ASSIGNMENT
Set down the data below word for word, leaving out the pictures.

•••••

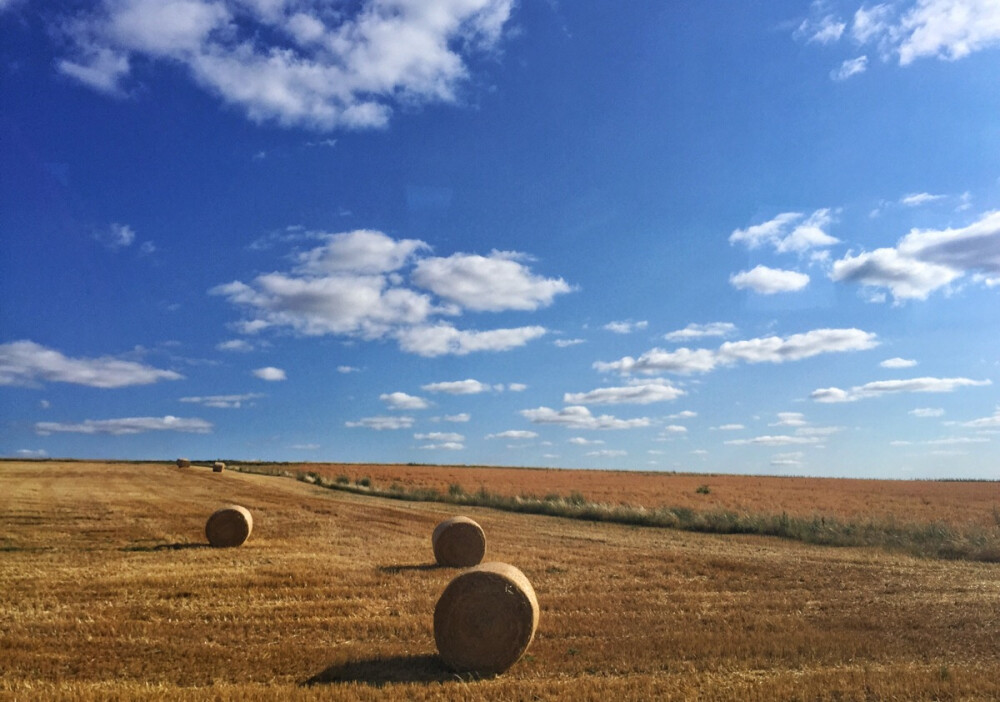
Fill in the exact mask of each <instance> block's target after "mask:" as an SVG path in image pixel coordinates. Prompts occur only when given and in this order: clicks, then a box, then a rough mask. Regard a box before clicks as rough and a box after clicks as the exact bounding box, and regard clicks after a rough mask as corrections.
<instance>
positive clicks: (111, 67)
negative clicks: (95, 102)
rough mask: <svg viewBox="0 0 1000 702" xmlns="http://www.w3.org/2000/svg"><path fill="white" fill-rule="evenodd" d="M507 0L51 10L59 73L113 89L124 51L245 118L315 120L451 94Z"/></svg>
mask: <svg viewBox="0 0 1000 702" xmlns="http://www.w3.org/2000/svg"><path fill="white" fill-rule="evenodd" d="M512 5H513V3H512V1H511V0H468V1H465V2H452V1H449V0H435V1H434V2H420V3H412V2H405V1H404V0H363V1H362V2H359V3H353V4H351V5H350V6H344V7H338V8H336V10H335V11H324V10H323V8H321V7H313V6H311V4H302V3H286V2H239V1H237V0H104V2H99V3H96V4H95V5H94V6H89V7H87V8H86V9H83V10H80V11H79V12H77V13H75V14H72V15H69V16H67V15H63V17H62V20H61V23H60V27H59V29H60V30H61V33H62V35H63V36H64V37H66V38H67V39H68V42H67V44H68V46H69V55H68V56H67V57H66V58H64V59H61V60H60V61H59V62H58V63H57V68H58V70H59V71H60V72H62V73H64V74H65V75H68V76H70V77H71V78H74V79H76V80H78V81H80V82H81V83H83V84H84V85H87V86H89V87H91V88H93V89H95V90H98V91H101V92H104V93H108V94H121V93H123V92H124V90H125V88H124V85H125V83H126V79H127V78H128V76H129V75H130V72H131V67H132V63H133V61H134V60H136V59H145V60H149V61H151V62H154V63H156V62H159V63H162V64H164V65H172V66H180V67H181V68H182V69H183V70H184V71H185V72H186V73H187V74H188V75H190V76H191V78H192V79H193V80H194V82H195V83H196V84H198V85H199V86H201V87H203V88H205V89H206V90H208V91H209V92H211V93H212V94H214V95H216V96H218V97H220V98H221V99H222V100H224V101H225V102H227V103H230V104H233V105H237V106H238V107H240V108H241V109H243V110H244V111H245V112H246V114H247V116H248V117H249V118H250V119H252V120H254V121H256V122H263V121H274V122H277V123H279V124H282V125H286V126H293V125H294V126H305V127H310V128H313V129H319V130H330V129H336V128H372V127H382V126H384V125H385V124H386V123H387V122H388V120H389V118H390V115H391V113H392V110H393V106H394V105H395V104H396V103H400V102H401V103H405V104H407V105H419V104H423V103H435V102H437V103H442V102H443V103H451V102H455V101H456V100H457V99H458V91H459V89H460V88H461V86H463V85H464V84H466V83H468V81H469V78H470V74H469V69H468V66H467V58H468V57H469V56H471V55H473V54H475V53H480V52H492V51H494V50H495V49H496V48H497V47H498V45H499V42H500V39H501V36H502V34H503V30H504V27H505V25H506V24H507V22H508V20H509V18H510V14H511V9H512Z"/></svg>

•••••

TASK SOLUTION
Fill in the exact mask of each <instance> block's target after "mask:" as an SVG path in image pixel coordinates. Prompts occur only when given and in this order: clicks, then a box, then a rough mask. Regard a box before clicks as rough and a box after clicks as the exact bounding box, and regard clicks after a rough mask as corrections.
<instance>
positive clicks: (111, 67)
negative clicks: (95, 102)
rough mask: <svg viewBox="0 0 1000 702" xmlns="http://www.w3.org/2000/svg"><path fill="white" fill-rule="evenodd" d="M507 0L51 10L59 73L113 89L124 51L245 118L315 120L451 94Z"/></svg>
mask: <svg viewBox="0 0 1000 702" xmlns="http://www.w3.org/2000/svg"><path fill="white" fill-rule="evenodd" d="M512 5H513V3H512V1H511V0H468V1H465V2H452V1H449V0H435V1H434V2H420V3H412V2H405V1H404V0H363V1H362V2H359V3H353V4H351V5H350V6H344V7H338V8H336V10H335V11H324V10H323V8H321V7H313V6H311V4H302V3H286V2H239V1H237V0H104V2H99V3H96V4H95V5H94V6H89V7H87V8H86V9H83V10H80V11H79V12H77V13H75V14H72V15H69V16H67V15H63V17H62V20H61V23H60V27H59V29H60V30H61V33H62V35H63V36H64V37H66V38H67V39H68V42H67V44H68V46H69V55H68V56H67V57H66V58H64V59H61V60H60V61H59V62H58V63H57V68H58V70H59V71H60V72H62V73H64V74H65V75H68V76H70V77H71V78H74V79H76V80H78V81H80V82H81V83H83V84H84V85H87V86H89V87H91V88H93V89H95V90H98V91H101V92H104V93H108V94H121V93H123V92H124V90H125V88H124V85H125V83H126V79H127V78H128V76H129V75H130V72H131V67H132V63H133V61H134V60H136V59H145V60H149V61H151V62H154V63H156V62H159V63H162V64H164V65H172V66H180V67H181V68H182V69H183V70H184V71H185V72H186V73H187V74H188V75H190V76H191V78H192V79H193V80H194V82H195V83H196V84H198V85H199V86H201V87H203V88H205V89H206V90H208V91H209V92H211V93H212V94H214V95H216V96H218V97H220V98H221V99H222V100H224V101H225V102H227V103H230V104H233V105H237V106H238V107H240V108H241V109H243V110H244V111H245V112H246V114H247V116H248V117H249V118H250V119H252V120H254V121H256V122H263V121H274V122H277V123H279V124H282V125H286V126H293V125H294V126H305V127H310V128H313V129H319V130H330V129H336V128H372V127H382V126H384V125H385V124H386V123H387V122H388V120H389V118H390V115H391V113H392V110H393V106H394V105H395V104H396V103H400V102H401V103H405V104H407V105H419V104H423V103H435V102H437V103H442V102H443V103H451V102H455V101H456V100H457V99H458V91H459V89H460V88H461V86H463V85H464V84H466V83H468V81H469V78H470V74H469V69H468V66H467V58H468V57H469V56H471V55H473V54H475V53H480V52H492V51H494V50H495V49H496V48H497V47H498V45H499V42H500V39H501V36H502V34H503V30H504V27H505V25H506V24H507V22H508V20H509V18H510V14H511V9H512Z"/></svg>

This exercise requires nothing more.